REQUIRED ACTIONS:
a - List every kind of MRI image that the methods excerpt names as a source for the spinal cord measurements.
b - Reproduce the part of the methods excerpt starting with "Motor Behavioral Data" and going on through "button was pressed.".

Motor Behavioral Data
The output of the button pad was simultaneously collected at 1 kHz along with the MEG data. Accuracy was defined as the number of correct responses divided by the total number of trials. The time the participant took to decide the direction of the target arrow (i.e., reaction time) was calculated based on the time from when the arrow array was presented to when the button was pressed.
Spinal Cord MRI Processing
A portion of this investigation follows up on an MRI spinal cord project that was published previously 54. The parameters of each sequence are fully described in this previous study. In brevity, cervical-thoracic spinal cord MRI scans were acquired with a Siemens Prisma 3T scanner equipped with a 64-channel head/neck coil. The calculated total CSA across C6 – T3 was extracted from the T2 images and the T2* was used for gray and white matter extraction. Furthermore, the PAM50 template was registered to the diffusion-weighted images and MT images after motion correction, and the diffusion tensors for the respective spinal cord tracts were calculated. As the task was performed with the right hand, the fractional anisotropy (FA) and magnetization transfer ratio (MTR) values from the right corticospinal tract (CST) and cuneatus tracts were subsequently calculated from the diffusion-weighted images. These respective values were used to evaluate the relationship between the strength of the cortical oscillations and the integrity of the spinal cord microstructure. Complete details of the spinal cord imaging acquisition parameters and processing pipelines are detailed in Trevarrow et al. (2021).54
We performed 2 x 2 x 2 mixed model ANOVAs with condition (congruent and incongruent) as a within subjects factor, group (CP and HC) as a between subjects factor, and sex (male and female) as a between subjects factor in order to determine group, condition, and sex differences and identify possible interactions with respect to reaction time and accuracy within the task. Sex was included as an exploratory variable in the model since CP has been reported to be more common in males than females, but presentation differences are less understood 65. For the motor-related oscillations, we utilized 2 x 2 x 2 ANOVAs with condition (congruent and incongruent) as a within subjects factor, group (CP and HC) as a between subjects factor, and sex (male and female) as a between subjects factor in order to determine any group, condition, sex main effects, as well as interactions with respect to motor-related oscillatory activity. Lastly, Pearson correlations were used to determine the relationship between the behavioral data and strength of the beta responses, as well as the spinal cord structural MRI measures and the MEG/behavioral measures. All statistical analyses were conducted at a 0.05 alpha level. Results are reported as mean ± standard error of the mean.

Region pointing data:

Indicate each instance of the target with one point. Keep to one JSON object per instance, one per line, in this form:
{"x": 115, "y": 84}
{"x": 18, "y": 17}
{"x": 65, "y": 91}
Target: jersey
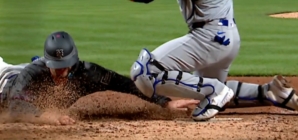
{"x": 205, "y": 10}
{"x": 34, "y": 83}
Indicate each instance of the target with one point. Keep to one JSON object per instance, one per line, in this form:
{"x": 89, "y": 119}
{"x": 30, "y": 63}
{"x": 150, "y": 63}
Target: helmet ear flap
{"x": 60, "y": 50}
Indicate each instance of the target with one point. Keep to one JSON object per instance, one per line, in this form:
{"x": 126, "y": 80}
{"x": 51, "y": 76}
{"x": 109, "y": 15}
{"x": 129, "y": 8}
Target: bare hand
{"x": 182, "y": 104}
{"x": 65, "y": 120}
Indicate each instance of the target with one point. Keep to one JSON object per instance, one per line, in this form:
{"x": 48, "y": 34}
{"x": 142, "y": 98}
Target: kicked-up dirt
{"x": 112, "y": 115}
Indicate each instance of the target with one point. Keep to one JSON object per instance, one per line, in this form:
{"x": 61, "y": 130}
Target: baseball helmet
{"x": 60, "y": 50}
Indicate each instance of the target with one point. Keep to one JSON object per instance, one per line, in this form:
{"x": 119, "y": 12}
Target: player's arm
{"x": 116, "y": 82}
{"x": 19, "y": 96}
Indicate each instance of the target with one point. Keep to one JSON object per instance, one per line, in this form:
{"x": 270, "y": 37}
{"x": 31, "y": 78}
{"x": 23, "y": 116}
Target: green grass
{"x": 112, "y": 33}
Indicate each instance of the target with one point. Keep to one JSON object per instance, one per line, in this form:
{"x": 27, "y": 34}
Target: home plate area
{"x": 112, "y": 115}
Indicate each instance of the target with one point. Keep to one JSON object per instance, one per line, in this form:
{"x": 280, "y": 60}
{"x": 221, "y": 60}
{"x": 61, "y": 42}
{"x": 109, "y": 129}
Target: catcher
{"x": 26, "y": 86}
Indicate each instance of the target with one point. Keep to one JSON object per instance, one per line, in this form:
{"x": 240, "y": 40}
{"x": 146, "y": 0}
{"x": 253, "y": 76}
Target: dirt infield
{"x": 121, "y": 116}
{"x": 285, "y": 15}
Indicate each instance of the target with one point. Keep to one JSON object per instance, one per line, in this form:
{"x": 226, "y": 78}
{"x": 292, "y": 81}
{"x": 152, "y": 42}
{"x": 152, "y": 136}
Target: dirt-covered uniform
{"x": 34, "y": 83}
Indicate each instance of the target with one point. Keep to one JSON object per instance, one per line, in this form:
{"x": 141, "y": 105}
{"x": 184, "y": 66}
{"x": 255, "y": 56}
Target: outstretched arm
{"x": 111, "y": 80}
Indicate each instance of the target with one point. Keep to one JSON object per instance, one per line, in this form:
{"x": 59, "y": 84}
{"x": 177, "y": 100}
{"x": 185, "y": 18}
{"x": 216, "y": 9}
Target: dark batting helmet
{"x": 60, "y": 51}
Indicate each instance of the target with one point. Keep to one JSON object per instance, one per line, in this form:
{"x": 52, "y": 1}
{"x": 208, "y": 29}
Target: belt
{"x": 223, "y": 22}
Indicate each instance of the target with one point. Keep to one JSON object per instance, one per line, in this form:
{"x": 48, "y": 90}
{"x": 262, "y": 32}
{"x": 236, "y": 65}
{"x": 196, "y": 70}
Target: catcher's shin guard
{"x": 166, "y": 83}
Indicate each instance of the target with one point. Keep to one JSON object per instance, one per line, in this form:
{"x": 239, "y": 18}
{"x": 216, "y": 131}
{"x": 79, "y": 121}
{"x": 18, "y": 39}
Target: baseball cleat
{"x": 212, "y": 105}
{"x": 281, "y": 94}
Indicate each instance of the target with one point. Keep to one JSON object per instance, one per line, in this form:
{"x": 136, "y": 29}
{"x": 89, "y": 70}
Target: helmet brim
{"x": 61, "y": 63}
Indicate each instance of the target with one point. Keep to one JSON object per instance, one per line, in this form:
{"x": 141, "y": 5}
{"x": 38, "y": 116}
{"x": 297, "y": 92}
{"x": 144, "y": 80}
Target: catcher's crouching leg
{"x": 212, "y": 93}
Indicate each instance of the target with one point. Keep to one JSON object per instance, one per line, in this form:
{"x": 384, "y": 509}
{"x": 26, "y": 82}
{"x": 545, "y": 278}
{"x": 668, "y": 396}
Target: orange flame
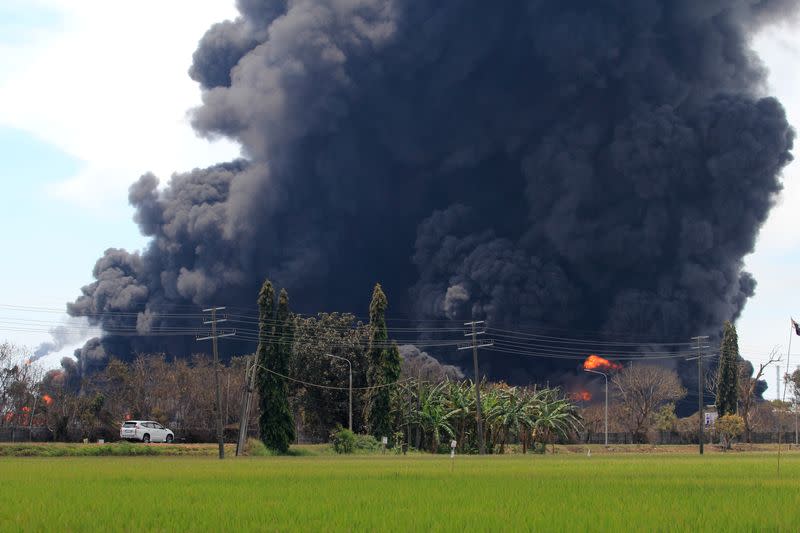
{"x": 594, "y": 362}
{"x": 581, "y": 396}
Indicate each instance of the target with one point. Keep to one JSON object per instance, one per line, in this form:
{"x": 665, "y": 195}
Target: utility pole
{"x": 350, "y": 408}
{"x": 214, "y": 336}
{"x": 474, "y": 346}
{"x": 606, "y": 412}
{"x": 700, "y": 388}
{"x": 244, "y": 417}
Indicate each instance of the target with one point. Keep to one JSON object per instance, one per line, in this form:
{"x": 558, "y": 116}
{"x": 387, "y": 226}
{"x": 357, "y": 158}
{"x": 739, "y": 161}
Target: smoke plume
{"x": 601, "y": 166}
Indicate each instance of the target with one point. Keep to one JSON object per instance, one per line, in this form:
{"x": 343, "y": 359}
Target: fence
{"x": 25, "y": 434}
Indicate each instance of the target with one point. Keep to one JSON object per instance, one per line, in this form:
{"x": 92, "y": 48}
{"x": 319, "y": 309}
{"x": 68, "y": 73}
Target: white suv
{"x": 145, "y": 431}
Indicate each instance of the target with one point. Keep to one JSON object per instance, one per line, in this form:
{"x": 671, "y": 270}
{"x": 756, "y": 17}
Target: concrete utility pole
{"x": 350, "y": 408}
{"x": 700, "y": 387}
{"x": 244, "y": 417}
{"x": 474, "y": 347}
{"x": 214, "y": 336}
{"x": 606, "y": 414}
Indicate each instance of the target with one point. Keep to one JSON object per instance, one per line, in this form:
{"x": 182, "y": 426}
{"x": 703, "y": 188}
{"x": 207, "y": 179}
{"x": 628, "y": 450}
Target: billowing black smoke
{"x": 596, "y": 165}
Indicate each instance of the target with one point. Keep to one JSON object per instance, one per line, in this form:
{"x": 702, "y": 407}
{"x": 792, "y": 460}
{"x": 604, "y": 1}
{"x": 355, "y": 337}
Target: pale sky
{"x": 94, "y": 95}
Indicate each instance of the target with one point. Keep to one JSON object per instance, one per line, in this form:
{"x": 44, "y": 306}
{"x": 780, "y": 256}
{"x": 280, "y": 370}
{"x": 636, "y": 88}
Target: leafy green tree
{"x": 266, "y": 328}
{"x": 434, "y": 415}
{"x": 729, "y": 427}
{"x": 554, "y": 417}
{"x": 277, "y": 423}
{"x": 318, "y": 410}
{"x": 384, "y": 367}
{"x": 728, "y": 372}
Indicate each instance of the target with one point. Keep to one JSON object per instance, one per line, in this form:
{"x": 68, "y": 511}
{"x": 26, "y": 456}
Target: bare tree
{"x": 642, "y": 390}
{"x": 747, "y": 389}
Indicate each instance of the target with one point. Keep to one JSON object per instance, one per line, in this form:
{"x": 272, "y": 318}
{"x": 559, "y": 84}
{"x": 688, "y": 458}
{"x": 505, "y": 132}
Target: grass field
{"x": 630, "y": 492}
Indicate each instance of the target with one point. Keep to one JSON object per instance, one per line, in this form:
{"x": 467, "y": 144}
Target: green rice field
{"x": 625, "y": 492}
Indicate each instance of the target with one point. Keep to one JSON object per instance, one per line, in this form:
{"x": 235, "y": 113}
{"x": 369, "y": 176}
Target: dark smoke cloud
{"x": 579, "y": 164}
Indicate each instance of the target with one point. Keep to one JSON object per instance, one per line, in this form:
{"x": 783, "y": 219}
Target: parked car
{"x": 145, "y": 431}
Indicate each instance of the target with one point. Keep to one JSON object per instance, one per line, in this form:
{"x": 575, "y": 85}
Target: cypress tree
{"x": 277, "y": 423}
{"x": 266, "y": 329}
{"x": 728, "y": 372}
{"x": 384, "y": 367}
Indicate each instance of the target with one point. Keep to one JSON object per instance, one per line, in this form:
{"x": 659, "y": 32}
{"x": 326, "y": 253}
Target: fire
{"x": 594, "y": 362}
{"x": 581, "y": 396}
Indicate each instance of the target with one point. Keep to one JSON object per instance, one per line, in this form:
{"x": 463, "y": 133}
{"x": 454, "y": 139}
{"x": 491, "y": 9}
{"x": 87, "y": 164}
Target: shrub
{"x": 729, "y": 427}
{"x": 343, "y": 440}
{"x": 255, "y": 448}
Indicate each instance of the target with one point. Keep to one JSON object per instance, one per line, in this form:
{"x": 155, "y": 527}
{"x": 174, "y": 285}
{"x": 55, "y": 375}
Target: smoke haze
{"x": 599, "y": 166}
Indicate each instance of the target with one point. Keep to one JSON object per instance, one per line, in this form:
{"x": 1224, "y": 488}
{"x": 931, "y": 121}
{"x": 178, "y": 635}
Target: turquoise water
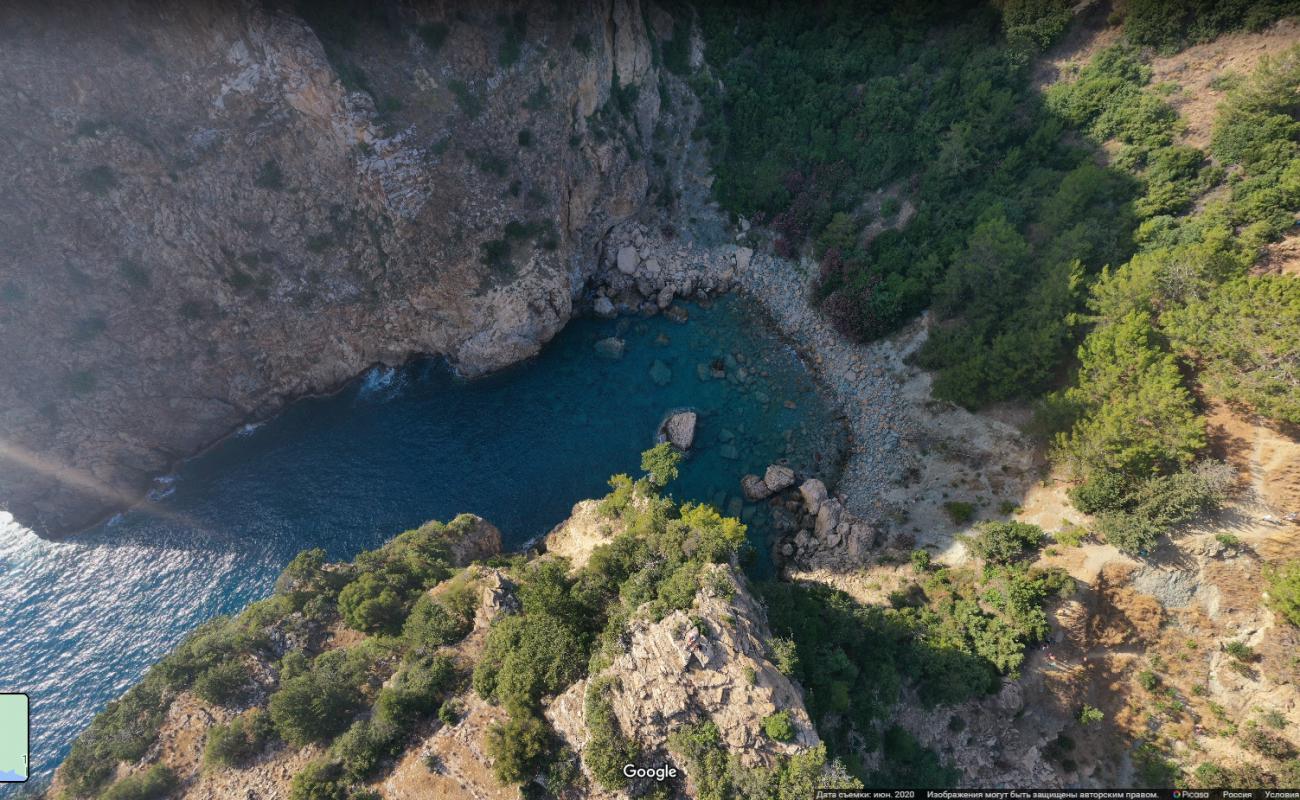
{"x": 81, "y": 619}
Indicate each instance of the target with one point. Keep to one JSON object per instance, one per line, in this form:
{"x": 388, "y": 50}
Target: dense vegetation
{"x": 826, "y": 106}
{"x": 952, "y": 638}
{"x": 835, "y": 119}
{"x": 362, "y": 700}
{"x": 572, "y": 623}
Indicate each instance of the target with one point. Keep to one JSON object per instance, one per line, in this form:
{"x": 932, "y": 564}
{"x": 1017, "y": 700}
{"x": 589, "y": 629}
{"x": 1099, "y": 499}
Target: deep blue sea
{"x": 81, "y": 619}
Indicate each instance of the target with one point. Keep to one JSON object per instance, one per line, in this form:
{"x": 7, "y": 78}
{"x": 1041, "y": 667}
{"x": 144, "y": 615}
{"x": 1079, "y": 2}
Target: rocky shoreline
{"x": 642, "y": 271}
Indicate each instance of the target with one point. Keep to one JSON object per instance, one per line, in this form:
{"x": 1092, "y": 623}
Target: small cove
{"x": 85, "y": 617}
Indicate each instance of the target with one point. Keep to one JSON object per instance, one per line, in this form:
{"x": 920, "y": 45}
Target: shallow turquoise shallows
{"x": 83, "y": 618}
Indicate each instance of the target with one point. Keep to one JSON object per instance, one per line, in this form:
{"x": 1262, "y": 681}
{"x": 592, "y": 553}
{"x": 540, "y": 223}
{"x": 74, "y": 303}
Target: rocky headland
{"x": 217, "y": 208}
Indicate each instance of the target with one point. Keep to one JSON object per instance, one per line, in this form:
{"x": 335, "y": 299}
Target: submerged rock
{"x": 779, "y": 478}
{"x": 680, "y": 429}
{"x": 754, "y": 488}
{"x": 661, "y": 373}
{"x": 611, "y": 347}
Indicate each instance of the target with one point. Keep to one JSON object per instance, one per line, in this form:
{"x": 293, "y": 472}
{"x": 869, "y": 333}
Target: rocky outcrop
{"x": 471, "y": 537}
{"x": 684, "y": 669}
{"x": 645, "y": 269}
{"x": 679, "y": 429}
{"x": 822, "y": 532}
{"x": 242, "y": 206}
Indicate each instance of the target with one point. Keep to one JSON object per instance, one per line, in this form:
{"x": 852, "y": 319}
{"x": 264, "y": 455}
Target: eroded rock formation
{"x": 216, "y": 207}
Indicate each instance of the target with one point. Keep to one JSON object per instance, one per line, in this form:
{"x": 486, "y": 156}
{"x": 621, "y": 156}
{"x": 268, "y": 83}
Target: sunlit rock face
{"x": 217, "y": 207}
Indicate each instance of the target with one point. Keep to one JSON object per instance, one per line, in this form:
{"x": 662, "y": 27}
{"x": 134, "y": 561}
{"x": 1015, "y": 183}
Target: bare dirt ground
{"x": 1281, "y": 258}
{"x": 1204, "y": 73}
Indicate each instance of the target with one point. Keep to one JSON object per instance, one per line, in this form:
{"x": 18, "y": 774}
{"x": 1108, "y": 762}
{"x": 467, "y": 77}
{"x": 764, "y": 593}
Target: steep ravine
{"x": 215, "y": 208}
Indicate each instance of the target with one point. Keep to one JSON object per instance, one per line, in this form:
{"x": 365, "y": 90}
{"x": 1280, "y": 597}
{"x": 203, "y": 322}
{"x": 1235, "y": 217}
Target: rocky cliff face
{"x": 215, "y": 207}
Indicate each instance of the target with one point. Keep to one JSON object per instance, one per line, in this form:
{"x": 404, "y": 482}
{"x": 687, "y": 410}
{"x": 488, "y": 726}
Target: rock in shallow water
{"x": 661, "y": 373}
{"x": 628, "y": 259}
{"x": 779, "y": 478}
{"x": 754, "y": 488}
{"x": 680, "y": 429}
{"x": 611, "y": 347}
{"x": 813, "y": 492}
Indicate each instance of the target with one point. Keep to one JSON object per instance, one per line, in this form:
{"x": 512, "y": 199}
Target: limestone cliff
{"x": 215, "y": 207}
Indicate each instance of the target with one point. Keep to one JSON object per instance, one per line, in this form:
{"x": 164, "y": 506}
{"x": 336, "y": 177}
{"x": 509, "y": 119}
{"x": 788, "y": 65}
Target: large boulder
{"x": 680, "y": 429}
{"x": 814, "y": 493}
{"x": 471, "y": 537}
{"x": 828, "y": 518}
{"x": 779, "y": 478}
{"x": 754, "y": 488}
{"x": 628, "y": 259}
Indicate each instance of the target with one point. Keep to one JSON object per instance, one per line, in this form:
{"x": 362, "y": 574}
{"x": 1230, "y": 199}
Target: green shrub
{"x": 606, "y": 751}
{"x": 778, "y": 726}
{"x": 89, "y": 328}
{"x": 1243, "y": 336}
{"x": 415, "y": 692}
{"x": 226, "y": 683}
{"x": 495, "y": 255}
{"x": 320, "y": 779}
{"x": 1239, "y": 651}
{"x": 269, "y": 176}
{"x": 661, "y": 463}
{"x": 1090, "y": 716}
{"x": 450, "y": 713}
{"x": 518, "y": 748}
{"x": 511, "y": 46}
{"x": 98, "y": 180}
{"x": 1005, "y": 541}
{"x": 1283, "y": 582}
{"x": 434, "y": 34}
{"x": 432, "y": 625}
{"x": 134, "y": 273}
{"x": 471, "y": 104}
{"x": 1268, "y": 744}
{"x": 156, "y": 782}
{"x": 319, "y": 704}
{"x": 1153, "y": 769}
{"x": 238, "y": 742}
{"x": 362, "y": 748}
{"x": 960, "y": 511}
{"x": 124, "y": 731}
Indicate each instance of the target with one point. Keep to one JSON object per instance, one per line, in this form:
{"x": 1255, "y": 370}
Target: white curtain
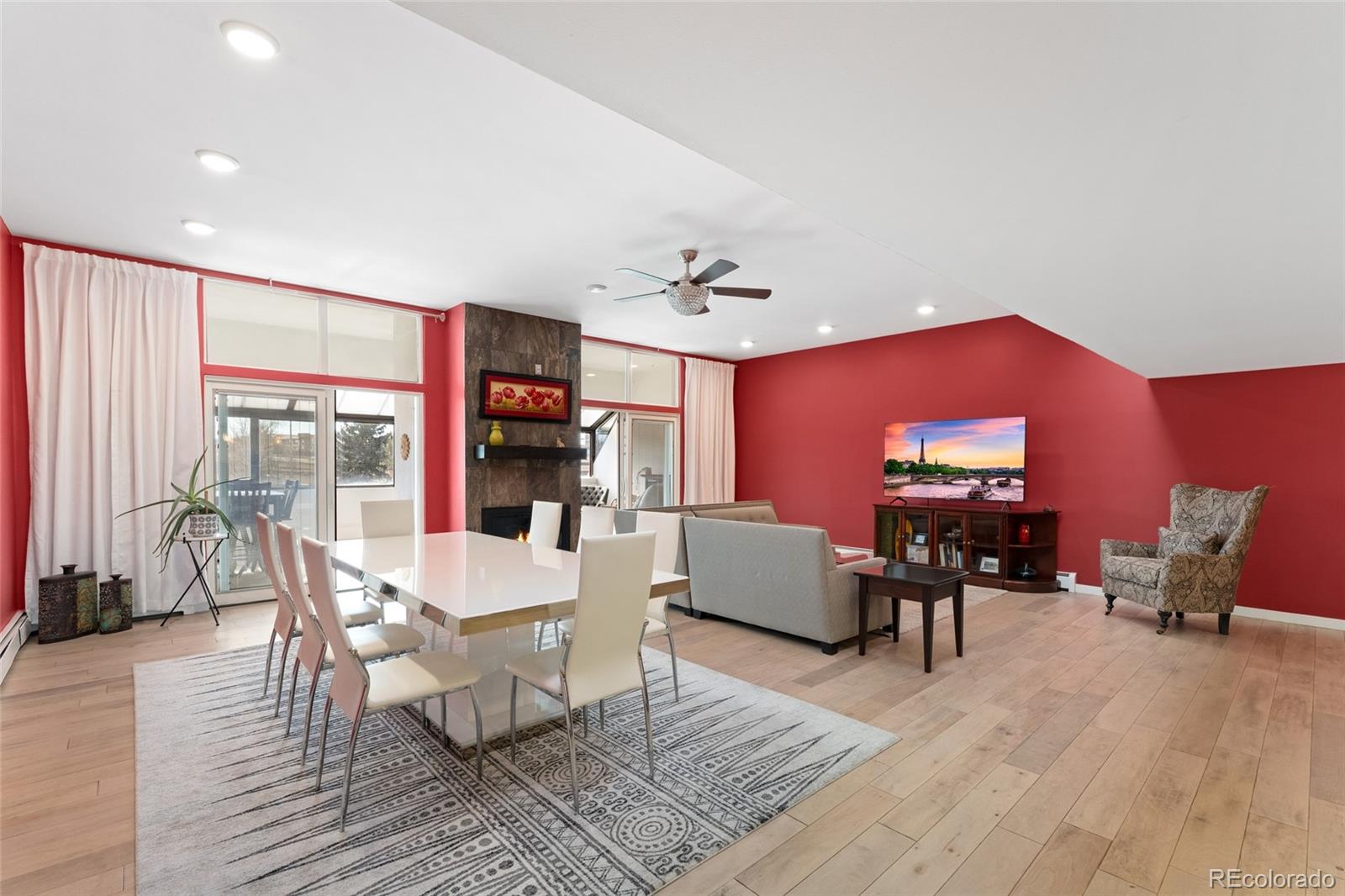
{"x": 113, "y": 414}
{"x": 709, "y": 432}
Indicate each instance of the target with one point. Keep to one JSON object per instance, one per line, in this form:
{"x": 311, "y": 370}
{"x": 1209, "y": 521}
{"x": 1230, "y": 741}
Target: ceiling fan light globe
{"x": 688, "y": 298}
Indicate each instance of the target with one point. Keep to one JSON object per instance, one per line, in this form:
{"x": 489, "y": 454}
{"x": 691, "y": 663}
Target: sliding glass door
{"x": 307, "y": 456}
{"x": 651, "y": 461}
{"x": 632, "y": 456}
{"x": 271, "y": 444}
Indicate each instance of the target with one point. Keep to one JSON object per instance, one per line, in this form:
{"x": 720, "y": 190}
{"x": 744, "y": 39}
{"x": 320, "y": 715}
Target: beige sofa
{"x": 746, "y": 566}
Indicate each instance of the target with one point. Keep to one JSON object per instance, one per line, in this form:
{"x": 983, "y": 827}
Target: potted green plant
{"x": 192, "y": 510}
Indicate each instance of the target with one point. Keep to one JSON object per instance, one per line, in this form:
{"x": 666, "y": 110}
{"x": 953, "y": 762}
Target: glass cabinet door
{"x": 952, "y": 535}
{"x": 915, "y": 537}
{"x": 885, "y": 537}
{"x": 985, "y": 546}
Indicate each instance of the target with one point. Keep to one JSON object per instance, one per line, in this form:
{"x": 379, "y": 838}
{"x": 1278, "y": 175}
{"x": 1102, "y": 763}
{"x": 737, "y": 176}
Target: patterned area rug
{"x": 222, "y": 804}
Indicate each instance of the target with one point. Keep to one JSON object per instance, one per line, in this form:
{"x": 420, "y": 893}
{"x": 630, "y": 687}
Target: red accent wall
{"x": 1103, "y": 444}
{"x": 454, "y": 424}
{"x": 13, "y": 430}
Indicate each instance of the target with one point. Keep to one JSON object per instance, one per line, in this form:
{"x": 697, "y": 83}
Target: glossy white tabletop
{"x": 477, "y": 582}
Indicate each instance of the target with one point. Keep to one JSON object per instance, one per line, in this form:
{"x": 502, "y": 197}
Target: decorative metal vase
{"x": 67, "y": 604}
{"x": 202, "y": 526}
{"x": 114, "y": 604}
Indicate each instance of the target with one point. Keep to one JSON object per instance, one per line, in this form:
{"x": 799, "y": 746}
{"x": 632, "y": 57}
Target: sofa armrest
{"x": 844, "y": 595}
{"x": 1120, "y": 548}
{"x": 1200, "y": 582}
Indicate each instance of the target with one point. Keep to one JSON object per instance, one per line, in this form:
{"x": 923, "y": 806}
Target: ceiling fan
{"x": 688, "y": 295}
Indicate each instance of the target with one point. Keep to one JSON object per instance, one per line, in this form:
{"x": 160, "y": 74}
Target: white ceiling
{"x": 1158, "y": 182}
{"x": 388, "y": 156}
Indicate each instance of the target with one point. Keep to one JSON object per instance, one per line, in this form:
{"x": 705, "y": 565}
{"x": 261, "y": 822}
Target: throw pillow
{"x": 1174, "y": 541}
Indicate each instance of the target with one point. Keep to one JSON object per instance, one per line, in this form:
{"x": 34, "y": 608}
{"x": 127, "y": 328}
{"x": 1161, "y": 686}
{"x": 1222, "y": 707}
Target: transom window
{"x": 612, "y": 373}
{"x": 249, "y": 326}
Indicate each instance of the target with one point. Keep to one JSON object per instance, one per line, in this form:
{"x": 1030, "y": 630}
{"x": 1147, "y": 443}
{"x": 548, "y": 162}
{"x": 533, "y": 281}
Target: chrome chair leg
{"x": 293, "y": 687}
{"x": 569, "y": 735}
{"x": 280, "y": 676}
{"x": 481, "y": 741}
{"x": 649, "y": 721}
{"x": 309, "y": 714}
{"x": 677, "y": 693}
{"x": 266, "y": 677}
{"x": 350, "y": 764}
{"x": 513, "y": 719}
{"x": 322, "y": 741}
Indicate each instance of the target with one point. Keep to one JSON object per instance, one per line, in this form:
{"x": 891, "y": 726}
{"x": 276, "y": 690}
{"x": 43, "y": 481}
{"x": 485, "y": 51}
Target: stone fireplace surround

OUTPUTS FOR THE TASKS:
a -
T2 images
T2*
Diffusion-weighted images
MT images

b -
Motor Behavioral Data
The output of the button pad was simultaneously collected at 1 kHz along with the MEG data. Accuracy was defined as the number of correct responses divided by the total number of trials. The time the participant took to decide the direction of the target arrow (i.e., reaction time) was calculated based on the time from when the arrow array was presented to when the button was pressed.